═══ MATERIAL PROVIDED ═══

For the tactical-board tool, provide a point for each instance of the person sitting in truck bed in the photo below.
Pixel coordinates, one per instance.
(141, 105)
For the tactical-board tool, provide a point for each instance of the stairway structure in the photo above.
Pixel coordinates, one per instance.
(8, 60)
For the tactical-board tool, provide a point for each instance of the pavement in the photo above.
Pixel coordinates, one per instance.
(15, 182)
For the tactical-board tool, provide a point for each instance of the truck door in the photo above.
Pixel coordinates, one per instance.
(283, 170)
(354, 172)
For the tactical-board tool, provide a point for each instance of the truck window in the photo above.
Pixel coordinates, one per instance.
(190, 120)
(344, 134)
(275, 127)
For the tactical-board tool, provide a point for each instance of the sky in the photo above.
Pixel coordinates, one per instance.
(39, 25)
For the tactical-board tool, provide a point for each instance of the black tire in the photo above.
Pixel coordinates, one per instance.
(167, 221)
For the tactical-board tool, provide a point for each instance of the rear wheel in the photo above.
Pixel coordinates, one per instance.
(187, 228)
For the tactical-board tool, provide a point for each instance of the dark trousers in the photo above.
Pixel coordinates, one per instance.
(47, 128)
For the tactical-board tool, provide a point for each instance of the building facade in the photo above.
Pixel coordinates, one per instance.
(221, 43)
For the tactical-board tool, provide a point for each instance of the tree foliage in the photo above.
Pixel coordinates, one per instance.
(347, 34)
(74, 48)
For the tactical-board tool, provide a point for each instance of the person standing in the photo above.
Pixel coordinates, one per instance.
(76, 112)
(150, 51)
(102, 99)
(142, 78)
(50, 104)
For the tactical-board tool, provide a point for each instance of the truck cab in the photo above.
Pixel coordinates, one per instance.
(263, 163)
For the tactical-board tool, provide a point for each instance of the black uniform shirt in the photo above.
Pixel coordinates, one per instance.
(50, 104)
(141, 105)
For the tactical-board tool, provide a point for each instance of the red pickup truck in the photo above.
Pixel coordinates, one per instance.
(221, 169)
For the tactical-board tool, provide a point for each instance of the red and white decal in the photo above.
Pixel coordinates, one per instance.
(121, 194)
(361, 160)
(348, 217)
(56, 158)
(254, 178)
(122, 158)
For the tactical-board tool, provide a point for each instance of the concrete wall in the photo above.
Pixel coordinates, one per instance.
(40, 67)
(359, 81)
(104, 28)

═══

Turn the lines above into a JSON list of strings, one string per line, and leave out any blank lines.

[
  "For the tactical-board tool, provide a point for each instance of the person sitting in truck bed in the photo below.",
  "Pixel coordinates, one per instance.",
  "(141, 105)",
  "For the tactical-board tool, provide a point for each instance of the stairway structure in the photo above.",
  "Pixel coordinates, one per instance.",
  "(8, 60)",
  "For the tactical-board tool, provide a point for each instance of the pavement in the photo above.",
  "Pixel coordinates, one per instance.",
  "(15, 182)",
  "For the tactical-board tool, provide a point for each instance of the truck door in the photo above.",
  "Pixel coordinates, one per instance.",
  "(283, 170)",
  "(354, 172)",
  "For the tactical-board tool, provide a point for each instance of the truck window in the photo above.",
  "Pixel coordinates, one per instance.",
  "(190, 120)",
  "(344, 134)",
  "(275, 127)",
  "For the tactical-board tool, provide a point for each instance of the sky in the photo above.",
  "Pixel coordinates, one per instance.",
  "(39, 25)",
  "For the tactical-board tool, provide a point for each instance of the black tire in the photo above.",
  "Pixel coordinates, one per instance.",
  "(167, 221)",
  "For the tactical-board tool, provide a point for each instance of the rear wheel in the photo above.",
  "Pixel coordinates, one per instance.",
  "(187, 228)",
  "For the tactical-board tool, provide a point for each instance of the dark trousers in the photo above.",
  "Pixel coordinates, one per instance.",
  "(47, 128)",
  "For the tactical-board tool, provide a point for each instance of the building facade in the photo above.",
  "Pixel coordinates, one per instance.",
  "(221, 43)",
  "For the tactical-board tool, provide a point for each instance of the tree foliage in the photo above.",
  "Pixel coordinates, one per instance.",
  "(347, 34)",
  "(74, 48)",
  "For the tactical-board tool, provide a point for each instance of the person standing in the photo above.",
  "Pixel coordinates, one per instance.",
  "(76, 112)",
  "(150, 51)",
  "(102, 99)",
  "(142, 78)",
  "(50, 104)",
  "For the tactical-board tool, provide a point for each instance of the truck cab in the photo above.",
  "Pixel coordinates, one per instance.",
  "(263, 163)",
  "For the tactical-board tool, provide a point for each instance of the black uniform shirt in the photo above.",
  "Pixel coordinates, one per instance.",
  "(50, 104)",
  "(141, 105)",
  "For the tactical-board tool, provide a point for each instance of the red pickup truck in the photo above.",
  "Pixel coordinates, one per instance.",
  "(221, 169)",
  "For the tactical-board tool, provide a point for each instance of the red and white decal in the photo above.",
  "Pixel coordinates, one per instance.",
  "(121, 194)",
  "(361, 160)",
  "(348, 217)",
  "(56, 158)",
  "(254, 178)",
  "(122, 158)",
  "For the tactical-board tool, provide a point for each instance of the concrete wall in the photo above.",
  "Pixel coordinates, one per instance.",
  "(40, 67)",
  "(359, 81)",
  "(104, 28)"
]